- **Material shown**:
================
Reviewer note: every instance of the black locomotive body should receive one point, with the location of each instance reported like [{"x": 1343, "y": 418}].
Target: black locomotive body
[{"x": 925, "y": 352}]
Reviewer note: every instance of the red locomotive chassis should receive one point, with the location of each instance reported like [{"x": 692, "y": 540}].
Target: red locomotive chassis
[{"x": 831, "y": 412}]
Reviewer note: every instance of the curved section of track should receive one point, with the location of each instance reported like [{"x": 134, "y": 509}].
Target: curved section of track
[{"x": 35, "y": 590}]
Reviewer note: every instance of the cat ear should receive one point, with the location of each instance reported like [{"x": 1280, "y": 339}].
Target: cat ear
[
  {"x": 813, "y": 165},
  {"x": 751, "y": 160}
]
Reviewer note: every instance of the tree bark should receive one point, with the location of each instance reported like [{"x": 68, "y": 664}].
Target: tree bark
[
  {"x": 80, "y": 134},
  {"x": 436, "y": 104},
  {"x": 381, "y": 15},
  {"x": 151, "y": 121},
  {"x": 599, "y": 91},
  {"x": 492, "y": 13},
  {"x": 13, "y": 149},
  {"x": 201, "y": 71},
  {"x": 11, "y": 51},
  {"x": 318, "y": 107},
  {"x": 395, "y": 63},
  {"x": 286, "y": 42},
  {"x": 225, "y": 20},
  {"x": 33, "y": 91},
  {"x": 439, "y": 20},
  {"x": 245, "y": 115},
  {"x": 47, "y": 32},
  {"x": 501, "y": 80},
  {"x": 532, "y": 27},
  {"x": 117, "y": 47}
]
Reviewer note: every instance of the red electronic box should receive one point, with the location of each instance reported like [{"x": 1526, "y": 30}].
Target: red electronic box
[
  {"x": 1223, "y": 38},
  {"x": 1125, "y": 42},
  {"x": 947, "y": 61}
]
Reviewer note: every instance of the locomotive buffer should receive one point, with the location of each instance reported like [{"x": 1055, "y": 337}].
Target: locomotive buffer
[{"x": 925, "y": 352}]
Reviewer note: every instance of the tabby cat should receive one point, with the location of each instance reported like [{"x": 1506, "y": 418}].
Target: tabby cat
================
- **Task prompt**:
Rewrite all of the records above, replacing every "locomotive" with "engine" and leaving everything else unchanged.

- **Completed task**:
Reviewer note: every instance of the black engine body should receive one point, with the location of each instance reported like [{"x": 1343, "y": 418}].
Target: black engine body
[{"x": 925, "y": 352}]
Reviewer note: every instance of the red engine chassis should receive one point, with the location of each instance reported like [{"x": 692, "y": 540}].
Target: red engine chassis
[{"x": 831, "y": 412}]
Reviewer note: every instance of the curved section of track should receive one point, with the location of each instance reported like [{"x": 134, "y": 509}].
Target: curved section of track
[{"x": 35, "y": 590}]
Reviewer note: every instance of the cat ear should receive one point, with the location of each instance reported like [{"x": 1280, "y": 339}].
Target: cat ear
[
  {"x": 813, "y": 165},
  {"x": 751, "y": 160}
]
Reviewer note: every instance of the tree bark should receive one point, with the location of each instance reported like [{"x": 68, "y": 664}].
Target: tree bark
[
  {"x": 80, "y": 134},
  {"x": 436, "y": 104},
  {"x": 381, "y": 15},
  {"x": 151, "y": 121},
  {"x": 599, "y": 91},
  {"x": 492, "y": 13},
  {"x": 13, "y": 149},
  {"x": 201, "y": 71},
  {"x": 11, "y": 51},
  {"x": 318, "y": 107},
  {"x": 395, "y": 63},
  {"x": 286, "y": 42},
  {"x": 225, "y": 20},
  {"x": 33, "y": 91},
  {"x": 439, "y": 20},
  {"x": 245, "y": 115},
  {"x": 47, "y": 32},
  {"x": 501, "y": 80},
  {"x": 532, "y": 27},
  {"x": 117, "y": 47}
]
Reviewer note: every instance of the red electronic box should receive one point, with the location of each instance reported like [{"x": 1526, "y": 30}].
Target: red electronic box
[
  {"x": 1223, "y": 38},
  {"x": 1125, "y": 42},
  {"x": 947, "y": 61}
]
Reviewer note: every instance of the engine buffer should receive one point, with the location of each instance reported like [{"x": 1055, "y": 337}].
Target: engine buffer
[{"x": 925, "y": 352}]
Reviewer note: every instance of the tabby cat should receive one point, with the location of each instance reported like [{"x": 1506, "y": 418}].
Target: tabby cat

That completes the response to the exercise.